§ **Activity**
Each line of the data below must be given again exactly as written.

§ **Exercise data**
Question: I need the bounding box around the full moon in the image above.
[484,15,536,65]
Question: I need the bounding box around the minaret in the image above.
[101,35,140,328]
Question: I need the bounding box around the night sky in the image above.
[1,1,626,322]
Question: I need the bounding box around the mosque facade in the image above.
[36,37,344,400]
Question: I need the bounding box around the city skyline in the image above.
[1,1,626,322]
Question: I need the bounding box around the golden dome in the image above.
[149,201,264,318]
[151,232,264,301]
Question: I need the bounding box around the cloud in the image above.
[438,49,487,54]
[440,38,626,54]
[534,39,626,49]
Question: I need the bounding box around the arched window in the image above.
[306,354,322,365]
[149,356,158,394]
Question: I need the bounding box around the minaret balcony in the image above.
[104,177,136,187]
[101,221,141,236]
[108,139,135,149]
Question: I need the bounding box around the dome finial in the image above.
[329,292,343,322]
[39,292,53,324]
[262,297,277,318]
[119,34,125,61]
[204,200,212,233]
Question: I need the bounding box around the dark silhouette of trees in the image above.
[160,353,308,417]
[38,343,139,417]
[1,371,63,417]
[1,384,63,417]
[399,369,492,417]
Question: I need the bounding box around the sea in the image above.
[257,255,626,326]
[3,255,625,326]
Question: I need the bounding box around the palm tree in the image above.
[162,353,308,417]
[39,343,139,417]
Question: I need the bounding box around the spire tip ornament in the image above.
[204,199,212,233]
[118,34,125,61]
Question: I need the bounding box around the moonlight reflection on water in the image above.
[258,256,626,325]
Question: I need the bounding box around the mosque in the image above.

§ **Task result**
Question: I need the bounding box around the full moon in the image above.
[484,15,536,65]
Question: I need the bounding box around the minaret in the image above.
[101,35,140,328]
Question: I need the bounding box around the night sky in the image above.
[1,1,626,322]
Question: I need the bounding box around the mosque facade in the image above.
[36,37,344,400]
Question: I need the bounding box around the city skyline in the image above.
[1,1,626,322]
Question: I need the bounding box around the golden dome in the image above.
[149,201,264,318]
[151,232,264,301]
Question: I need the bounding box around the cloud in the image above.
[438,49,487,54]
[440,38,626,54]
[534,39,626,49]
Question: I need the bounding box around the arched window in the image above.
[306,354,322,365]
[149,356,158,394]
Question: I need the bounding box around the minaret balcony in the image above.
[104,177,136,187]
[101,221,141,236]
[108,139,135,149]
Question: I need the bounding box around the dome finial in the image above.
[329,292,343,322]
[39,292,53,324]
[262,297,277,318]
[119,34,125,61]
[204,200,212,233]
Question: I need the bounding box around the dark silhouette of trees in the image above.
[160,353,308,417]
[38,343,139,417]
[1,371,63,417]
[1,384,63,417]
[399,369,492,417]
Question: I need the bounding box around the sea in the image above.
[257,255,626,326]
[3,255,625,326]
Question: I need the bounding box around the palm tree in the image above.
[162,353,308,417]
[39,343,139,417]
Question: I need the bounding box around the spire tip ornament in the image above.
[204,199,212,233]
[118,34,125,61]
Question: I need the bounding box around the moonlight reflection on water in the image above.
[258,256,626,325]
Question: I need the bounding box around the mosque in the image above.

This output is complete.